* **Work to do**
Continue the advice column about the husband who read his spouse's WeChat group chats, picking up after its last sentence, and leave the listing that follows it alone.

* **Supplied text**
────────────────────

Dear Ms. Wai,
I don’t have a lot of close girlfriends around me I can talk to. Instead I use wechat groups and over the years, even though they are in cities far away from me, I have made some really close friends. Some are from my home country living in China, some have Chinese husbands, and I feel like they understand me and my situation better than most people. I really enjoy chatting with them and going to the for advice. I’ve even met a few in person and they are really great.
I sometimes say some less than wonderful things about my husband. I’m not cruel but some of his habits and customs I have a hard time dealing with. So I turn to my online girlfriends for advice. But the other day my hubby was using my phone and he ended up scrolling through a chat history and seeing some pretty personal stuff I had written about him.
Again, it wasn’t anything horrible, I love my husband so, so much, but we were talking about gift giving habits and I was joking with other ladies about what a poor gift giver my husband was. He was livid. He said our relationship was private and I shouldn’t be gossiping with other women. That he never reveals personal details about our relationship to his male friends and he felt betrayed that I would. He insists that I quit these groups.
The thing is he doesn’t know what it feels like to be alone, living in another country and always being the outsider. These groups are my lifeline at times and I don’t have anyone else I can talk to about these things. My friends from home certainly can’t understand and neither can my Chinese co-workers. Only women in similar situations really understand what life in China is like and I don’t want to lose these groups.
What should I do?
“The first rule of female friendships is you do not mention what is gossiped about.” Heh heh. All joking aside, I get why your hubby is upset. A group of gossiping female friends is one of the most nerve-wracking things to a guy. I’ve had ex-boyfriends who haven’t wanted to spend time with my best female friends because they were just worried at how much the female friend knew about them.

────────────────────

* **Dataset rows**
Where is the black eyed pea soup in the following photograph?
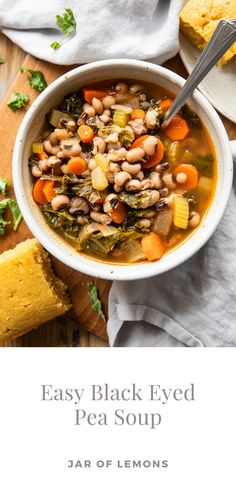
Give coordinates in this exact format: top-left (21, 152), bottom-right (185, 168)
top-left (29, 81), bottom-right (217, 264)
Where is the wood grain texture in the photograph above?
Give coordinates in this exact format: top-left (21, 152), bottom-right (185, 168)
top-left (0, 38), bottom-right (110, 347)
top-left (0, 35), bottom-right (236, 347)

────────────────────

* **Task result**
To imagine a bunch of women siting around laughing at some deficiency in him is a lot for any ego to bear. Think about if you were out to dinner with a group of his friends and you go to the bathroom and when you come back the table is laughing and cuts off immediately when they see you and quickly change the topic. Of course your mind would race to all the terrible things your hubby was sharing about you and how they were joking at your expense. You would feel uncomfortable and embarrassed. That’s how your guy felt when he say the chat group.
But I am also a female and I know the power of female friendships. It sounds like something you need to keep your sanity and humor and honestly, women since the beginning of time have needed other women just for that. Long before there were chat rooms there were sewing circles and red tents and who knows what else where women could gossip and seek advice about their life and their relationships.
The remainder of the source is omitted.